> _Text to read_

An integral concrete body for erosion control includes three separate sections of differing configuration. The sections include a lower tapered section that is in the form of an elongated tapered pile-like member. The upper section of the concrete body is generally rectangular. A transitional section that is also tapered forms a connection between the upper and lower portions of the concrete body. The plurality of the concrete bodies can be installed side by side with tongue and groove connections interlocking the bodies upon assembly. A plurality of the concrete bodies can be placed side by side to form a bulkhead or breakwater. In one embodiment, each concrete body can be comprised of separate connectable members. Anchors can be used to support the concrete bodies laterally, to prevent tilting or tipping when exposed to erosion, wind, or wave action.
|
15. A method of erosion control for controlling erosion at a shoreline next to a seabed, comprising the steps of:
a) placing a network of concrete bodies along a shoreline to be protected from erosion, each of the concrete bodies having a lower end portion with a smaller cross section, a middle tapered section, and an upper end portion with a larger cross section; b) partially embedding each concrete body into the seabed in a position that places the lower end portion of each concrete body in the seabed and the middle tapered section next to the seabed, the upper end portion being an exposed portion of the concrete body that extends above the seabed and next to the waterline; c) wherein each concrete body is closely positioned to an adjacent concrete body; d) using a flow channel in each concrete body to pump fluid under pressure through the concrete body and externally thereof to aid in the embedding of step "b", the flow channel extending uninterrupted between the upper and lower end portions of the body and to the laterally extending surfaces of the middle section, the flow channel system having inlet and multiple outlet water jetting openings and being uninterrupted between the inlet and outlet openings; and e) laterally restraining the concrete body.
1. A breakwater apparatus for protecting a shoreline next to a marine environment that has a seabed and sea water above the seabed, comprising:
a) a plurality of concrete bodies, each having upper and lower sections, front and rear surfaces and side surfaces, the upper section being much wider between the side surfaces than the lower section, a middle transition section that is in between the upper section and the lower section, the middle section having laterally extending surfaces that extend between the top of the lower section and the bottom of the upper section, the bodies being positioned side to side with their respective side surfaces abutting and extending in a line along the shoreline to be protected; b) an uninterrupted flow channel water jetting system that extends uninterrupted between the upper and lower end portions of the body and to the laterally extending surfaces of the middle section, the flow channel system having inlet and multiple outlet water jetting openings and being uninterrupted between the inlet and outlet openings; c) the outlet openings communicating with the lower end portion of the concrete body and the laterally extending surfaces of the middle section to define a jetting means for transmitting fluid under pressure to the lower end portion of the concrete body and to the middle section of the concrete body during installation of the concrete body into the seabed.

> _Information provided_

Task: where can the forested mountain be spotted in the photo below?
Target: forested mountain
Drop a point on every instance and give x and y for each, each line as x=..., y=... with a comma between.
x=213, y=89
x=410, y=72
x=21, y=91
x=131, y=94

> _Work instructions_
(1) According to the erosion control text, what is the general shape of the upper section of the concrete body?
(2) Translate this sentence from the erosion control text into Spanish: "A plurality of the concrete bodies can be placed side by side to form a bulkhead or breakwater."
The records play no part in this work.

> _Full answers_
(1) The upper section is generally rectangular.

(2) Una pluralidad de los cuerpos de hormigón puede colocarse uno al lado del otro para formar un muro de contención o un rompeolas.